Count the lines in the material below that contain the string "glass", treating uppercase and lowercase as different. Reply with the number alone.
## BEGIN Given information
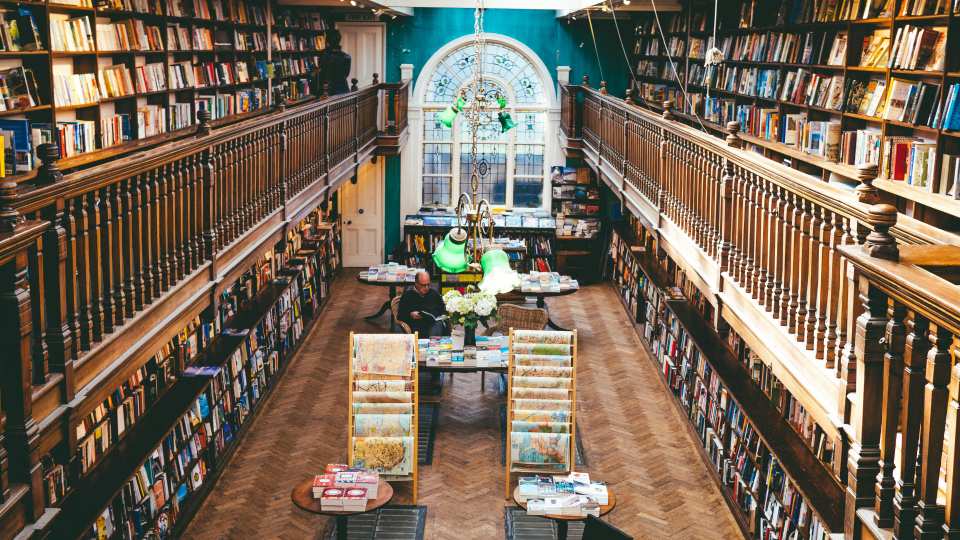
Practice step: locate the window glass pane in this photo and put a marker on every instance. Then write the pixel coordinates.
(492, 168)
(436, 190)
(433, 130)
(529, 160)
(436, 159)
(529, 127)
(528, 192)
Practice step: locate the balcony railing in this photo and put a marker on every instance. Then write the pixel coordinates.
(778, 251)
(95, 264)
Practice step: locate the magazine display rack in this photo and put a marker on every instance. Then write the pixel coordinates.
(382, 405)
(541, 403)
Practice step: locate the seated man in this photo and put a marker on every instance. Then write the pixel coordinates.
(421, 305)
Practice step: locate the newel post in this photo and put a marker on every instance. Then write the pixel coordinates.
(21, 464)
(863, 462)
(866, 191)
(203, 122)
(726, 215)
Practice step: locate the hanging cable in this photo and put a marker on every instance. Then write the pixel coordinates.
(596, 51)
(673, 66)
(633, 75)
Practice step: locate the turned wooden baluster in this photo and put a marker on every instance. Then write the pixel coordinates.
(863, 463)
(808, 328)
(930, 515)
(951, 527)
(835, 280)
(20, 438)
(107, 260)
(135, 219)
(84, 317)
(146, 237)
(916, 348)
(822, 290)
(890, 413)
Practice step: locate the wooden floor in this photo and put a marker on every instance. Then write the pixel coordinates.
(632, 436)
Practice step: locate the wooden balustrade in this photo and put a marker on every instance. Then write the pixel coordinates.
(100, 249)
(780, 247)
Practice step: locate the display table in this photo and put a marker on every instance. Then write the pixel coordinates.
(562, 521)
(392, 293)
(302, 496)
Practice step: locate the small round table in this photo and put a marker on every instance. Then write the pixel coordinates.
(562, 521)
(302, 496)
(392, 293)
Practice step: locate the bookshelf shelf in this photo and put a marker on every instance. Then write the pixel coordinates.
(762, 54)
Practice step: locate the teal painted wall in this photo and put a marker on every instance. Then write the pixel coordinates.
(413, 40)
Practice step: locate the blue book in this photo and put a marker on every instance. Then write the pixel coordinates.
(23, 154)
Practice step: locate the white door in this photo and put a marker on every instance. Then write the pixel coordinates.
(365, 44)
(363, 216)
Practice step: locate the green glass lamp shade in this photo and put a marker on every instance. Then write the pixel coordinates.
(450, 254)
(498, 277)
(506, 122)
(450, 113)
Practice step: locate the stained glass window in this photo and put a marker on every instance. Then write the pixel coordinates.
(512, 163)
## END Given information
## BEGIN Given information
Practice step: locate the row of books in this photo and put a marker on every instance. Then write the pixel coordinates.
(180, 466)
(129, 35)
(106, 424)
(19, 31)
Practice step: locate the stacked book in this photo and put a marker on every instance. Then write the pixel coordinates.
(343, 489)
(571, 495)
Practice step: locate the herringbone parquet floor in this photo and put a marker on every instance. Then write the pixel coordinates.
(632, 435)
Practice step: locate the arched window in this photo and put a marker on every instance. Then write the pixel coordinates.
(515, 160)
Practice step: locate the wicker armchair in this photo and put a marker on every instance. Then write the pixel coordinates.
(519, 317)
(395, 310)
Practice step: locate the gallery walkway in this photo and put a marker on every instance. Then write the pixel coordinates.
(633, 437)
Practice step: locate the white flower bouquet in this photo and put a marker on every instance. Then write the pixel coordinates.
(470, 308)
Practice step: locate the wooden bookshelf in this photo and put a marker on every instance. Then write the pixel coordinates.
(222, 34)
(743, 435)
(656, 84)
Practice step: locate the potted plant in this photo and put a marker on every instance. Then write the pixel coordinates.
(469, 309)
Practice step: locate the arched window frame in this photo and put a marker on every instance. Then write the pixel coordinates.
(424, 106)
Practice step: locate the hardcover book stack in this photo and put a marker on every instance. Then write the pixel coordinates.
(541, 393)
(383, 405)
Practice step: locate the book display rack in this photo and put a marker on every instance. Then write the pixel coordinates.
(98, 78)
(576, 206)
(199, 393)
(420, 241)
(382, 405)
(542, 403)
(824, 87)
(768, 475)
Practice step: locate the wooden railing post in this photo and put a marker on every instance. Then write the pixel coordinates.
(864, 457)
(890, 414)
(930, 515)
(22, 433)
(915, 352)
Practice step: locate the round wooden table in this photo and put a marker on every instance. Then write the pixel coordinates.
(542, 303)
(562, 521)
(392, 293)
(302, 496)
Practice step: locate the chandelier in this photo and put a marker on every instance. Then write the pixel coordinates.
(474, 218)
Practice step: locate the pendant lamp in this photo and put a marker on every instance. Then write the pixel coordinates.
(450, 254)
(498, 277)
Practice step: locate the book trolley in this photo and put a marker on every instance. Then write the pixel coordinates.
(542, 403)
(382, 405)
## END Given information
[Written answer]:
3